(DATA UNDER STUDY begins)

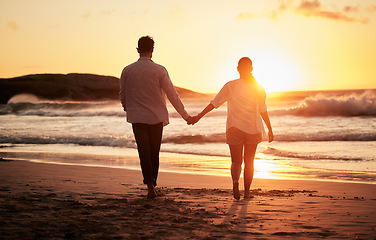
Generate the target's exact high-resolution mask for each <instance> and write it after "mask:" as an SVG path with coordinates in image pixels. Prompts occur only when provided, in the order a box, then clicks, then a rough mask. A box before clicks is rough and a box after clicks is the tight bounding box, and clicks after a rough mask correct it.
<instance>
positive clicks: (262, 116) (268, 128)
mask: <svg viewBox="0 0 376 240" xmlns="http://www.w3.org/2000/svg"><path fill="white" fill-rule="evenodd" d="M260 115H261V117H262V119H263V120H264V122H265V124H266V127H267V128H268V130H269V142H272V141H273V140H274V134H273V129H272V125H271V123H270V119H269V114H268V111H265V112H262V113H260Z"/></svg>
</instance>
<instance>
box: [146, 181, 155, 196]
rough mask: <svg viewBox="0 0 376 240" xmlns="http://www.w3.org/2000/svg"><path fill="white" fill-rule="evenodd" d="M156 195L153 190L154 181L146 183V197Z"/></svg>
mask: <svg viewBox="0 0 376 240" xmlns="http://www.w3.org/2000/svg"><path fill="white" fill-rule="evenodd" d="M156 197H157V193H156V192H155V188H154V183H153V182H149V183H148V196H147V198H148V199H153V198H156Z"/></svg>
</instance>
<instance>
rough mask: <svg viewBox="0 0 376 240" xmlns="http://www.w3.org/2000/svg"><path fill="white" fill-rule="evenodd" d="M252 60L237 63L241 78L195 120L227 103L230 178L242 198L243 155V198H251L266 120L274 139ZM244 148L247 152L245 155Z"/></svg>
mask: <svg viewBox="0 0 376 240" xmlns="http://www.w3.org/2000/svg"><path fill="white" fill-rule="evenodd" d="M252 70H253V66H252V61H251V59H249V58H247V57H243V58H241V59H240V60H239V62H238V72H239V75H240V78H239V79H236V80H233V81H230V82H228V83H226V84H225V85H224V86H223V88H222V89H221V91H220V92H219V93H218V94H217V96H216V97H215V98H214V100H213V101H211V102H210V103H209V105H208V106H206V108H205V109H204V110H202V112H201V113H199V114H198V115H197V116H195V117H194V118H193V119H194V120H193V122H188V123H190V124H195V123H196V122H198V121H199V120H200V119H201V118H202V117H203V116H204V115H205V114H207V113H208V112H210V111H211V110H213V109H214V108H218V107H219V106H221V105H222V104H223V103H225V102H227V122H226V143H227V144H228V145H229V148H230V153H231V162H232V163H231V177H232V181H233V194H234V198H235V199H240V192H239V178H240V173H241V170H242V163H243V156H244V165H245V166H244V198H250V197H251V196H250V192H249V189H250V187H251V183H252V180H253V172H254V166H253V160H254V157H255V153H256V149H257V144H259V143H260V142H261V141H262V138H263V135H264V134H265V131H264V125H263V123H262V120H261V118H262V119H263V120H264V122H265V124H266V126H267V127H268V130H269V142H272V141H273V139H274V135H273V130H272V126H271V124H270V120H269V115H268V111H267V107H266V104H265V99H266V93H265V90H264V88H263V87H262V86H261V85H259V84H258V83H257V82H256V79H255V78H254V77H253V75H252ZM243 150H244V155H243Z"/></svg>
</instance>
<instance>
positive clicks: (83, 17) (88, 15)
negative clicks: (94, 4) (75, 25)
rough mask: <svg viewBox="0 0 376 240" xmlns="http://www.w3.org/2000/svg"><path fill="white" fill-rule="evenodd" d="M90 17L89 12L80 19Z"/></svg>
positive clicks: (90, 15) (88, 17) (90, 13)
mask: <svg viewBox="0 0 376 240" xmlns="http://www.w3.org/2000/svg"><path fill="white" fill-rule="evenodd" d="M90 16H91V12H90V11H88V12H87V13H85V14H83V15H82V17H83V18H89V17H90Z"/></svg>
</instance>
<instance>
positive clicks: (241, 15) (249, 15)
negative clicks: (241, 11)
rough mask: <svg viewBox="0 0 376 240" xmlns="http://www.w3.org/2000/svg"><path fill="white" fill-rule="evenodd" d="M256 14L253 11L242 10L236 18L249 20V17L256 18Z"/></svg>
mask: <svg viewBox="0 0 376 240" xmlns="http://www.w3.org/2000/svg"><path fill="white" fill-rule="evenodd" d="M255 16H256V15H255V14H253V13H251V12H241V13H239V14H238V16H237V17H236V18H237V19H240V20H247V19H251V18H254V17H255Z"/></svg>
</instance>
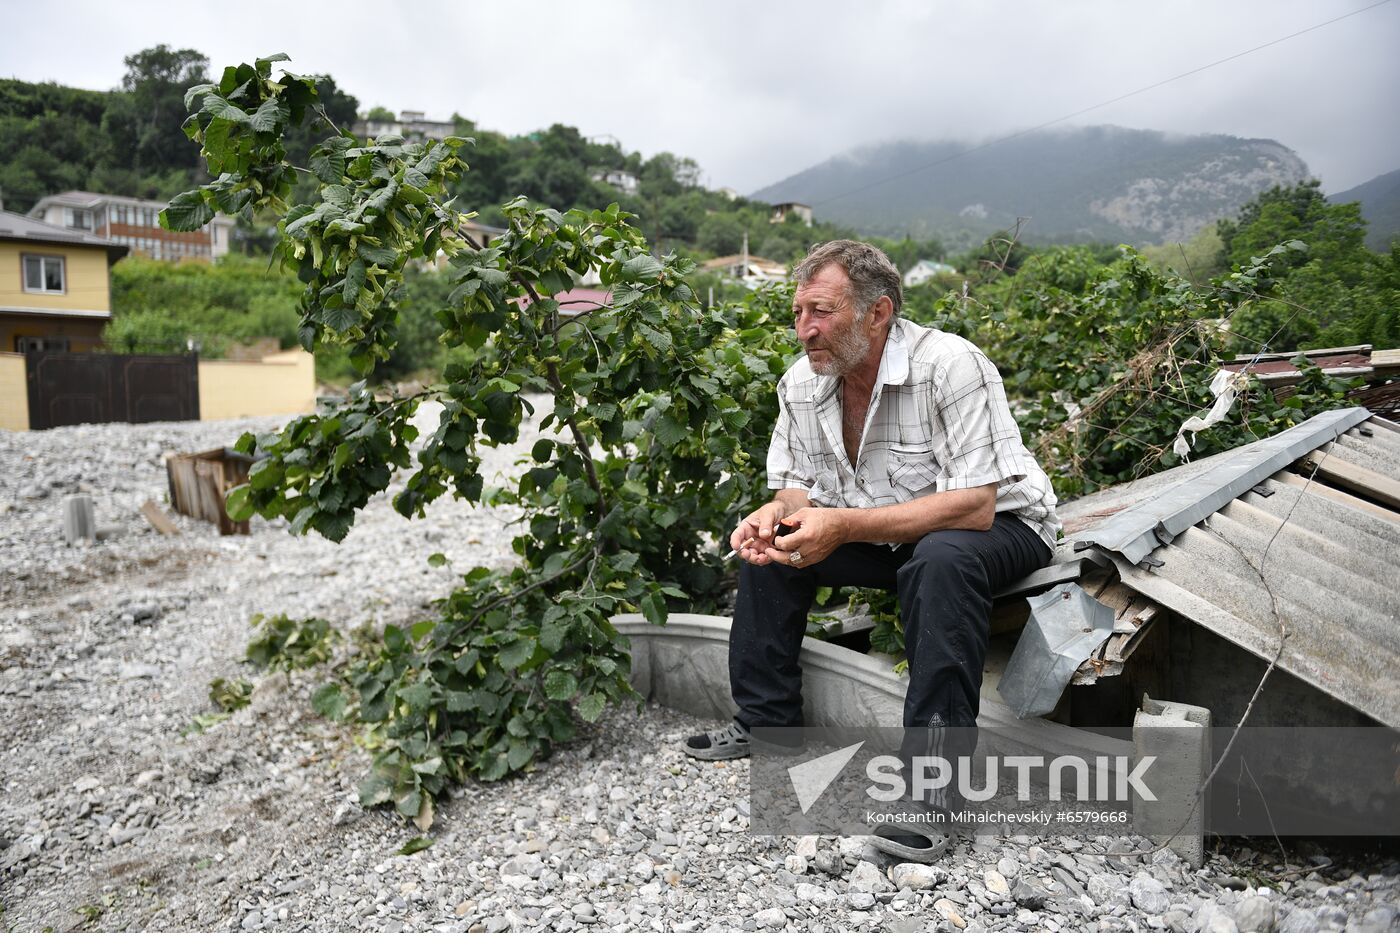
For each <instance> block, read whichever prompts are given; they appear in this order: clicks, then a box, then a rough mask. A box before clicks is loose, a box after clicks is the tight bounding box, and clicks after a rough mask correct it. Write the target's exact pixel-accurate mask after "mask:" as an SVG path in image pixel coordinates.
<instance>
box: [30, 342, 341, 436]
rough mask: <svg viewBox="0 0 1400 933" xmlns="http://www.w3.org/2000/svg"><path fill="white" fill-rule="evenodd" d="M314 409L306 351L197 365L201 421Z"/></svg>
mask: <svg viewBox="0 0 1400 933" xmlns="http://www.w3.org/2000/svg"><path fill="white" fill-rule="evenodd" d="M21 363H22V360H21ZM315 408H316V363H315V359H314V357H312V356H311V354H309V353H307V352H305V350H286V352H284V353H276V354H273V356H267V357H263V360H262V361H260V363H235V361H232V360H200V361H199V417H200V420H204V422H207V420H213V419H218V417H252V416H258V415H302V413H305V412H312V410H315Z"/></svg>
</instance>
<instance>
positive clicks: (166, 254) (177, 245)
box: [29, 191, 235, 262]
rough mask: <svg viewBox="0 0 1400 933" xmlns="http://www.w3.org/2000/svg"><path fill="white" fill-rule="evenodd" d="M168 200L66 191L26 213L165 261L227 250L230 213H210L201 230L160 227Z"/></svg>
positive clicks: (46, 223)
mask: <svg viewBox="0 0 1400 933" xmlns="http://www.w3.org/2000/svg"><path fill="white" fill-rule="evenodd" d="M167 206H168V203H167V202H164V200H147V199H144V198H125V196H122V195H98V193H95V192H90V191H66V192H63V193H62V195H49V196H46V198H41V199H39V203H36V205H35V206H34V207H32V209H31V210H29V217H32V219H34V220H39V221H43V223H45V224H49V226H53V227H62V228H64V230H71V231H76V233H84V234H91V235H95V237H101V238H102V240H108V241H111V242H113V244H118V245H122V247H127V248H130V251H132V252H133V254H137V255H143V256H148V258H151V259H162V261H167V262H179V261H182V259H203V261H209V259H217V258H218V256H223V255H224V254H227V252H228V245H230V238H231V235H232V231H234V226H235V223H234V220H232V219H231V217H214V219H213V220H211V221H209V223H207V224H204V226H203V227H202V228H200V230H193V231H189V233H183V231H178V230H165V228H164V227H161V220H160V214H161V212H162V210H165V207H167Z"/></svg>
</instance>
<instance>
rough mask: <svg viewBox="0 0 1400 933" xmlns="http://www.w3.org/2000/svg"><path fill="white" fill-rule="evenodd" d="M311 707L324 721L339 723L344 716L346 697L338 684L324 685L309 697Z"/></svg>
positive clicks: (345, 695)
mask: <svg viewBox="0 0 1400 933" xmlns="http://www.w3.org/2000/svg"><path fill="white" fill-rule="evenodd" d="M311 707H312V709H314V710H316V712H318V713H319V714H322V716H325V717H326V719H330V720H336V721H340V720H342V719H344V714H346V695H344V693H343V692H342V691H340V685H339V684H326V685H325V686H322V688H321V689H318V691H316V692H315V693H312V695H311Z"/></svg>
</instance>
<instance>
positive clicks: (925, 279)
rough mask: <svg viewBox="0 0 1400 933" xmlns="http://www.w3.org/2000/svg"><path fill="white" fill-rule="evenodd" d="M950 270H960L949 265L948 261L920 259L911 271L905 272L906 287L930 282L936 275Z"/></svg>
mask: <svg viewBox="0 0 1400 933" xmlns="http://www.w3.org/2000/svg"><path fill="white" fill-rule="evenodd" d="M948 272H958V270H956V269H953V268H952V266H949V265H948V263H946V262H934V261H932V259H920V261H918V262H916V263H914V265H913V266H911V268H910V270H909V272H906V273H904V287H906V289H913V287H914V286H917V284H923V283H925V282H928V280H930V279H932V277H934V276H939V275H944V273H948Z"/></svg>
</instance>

(DATA UNDER STUDY ends)

Wherever the word "exact" appears in the entries above, copy that whole line.

Generate the target's exact high-resolution mask for each <instance> and write it after "mask:" as an SVG path with coordinates in image pixels. Prompts occur only when provided, in the order a box, then clicks, then a rough mask. A box before clicks is rough and a box after clicks is the tight bounding box, and clicks after a rough mask correct it.
For each <instance> block, read whichever prompts are given; they appear in this order: clicks, then a box, then a rough mask. A box before clicks is loose, a box after clicks is the tight bounding box, and clicks after a rough mask correct it. Write the target's exact pixel-accurate mask after "mask:" as an SVG path in image pixel coordinates.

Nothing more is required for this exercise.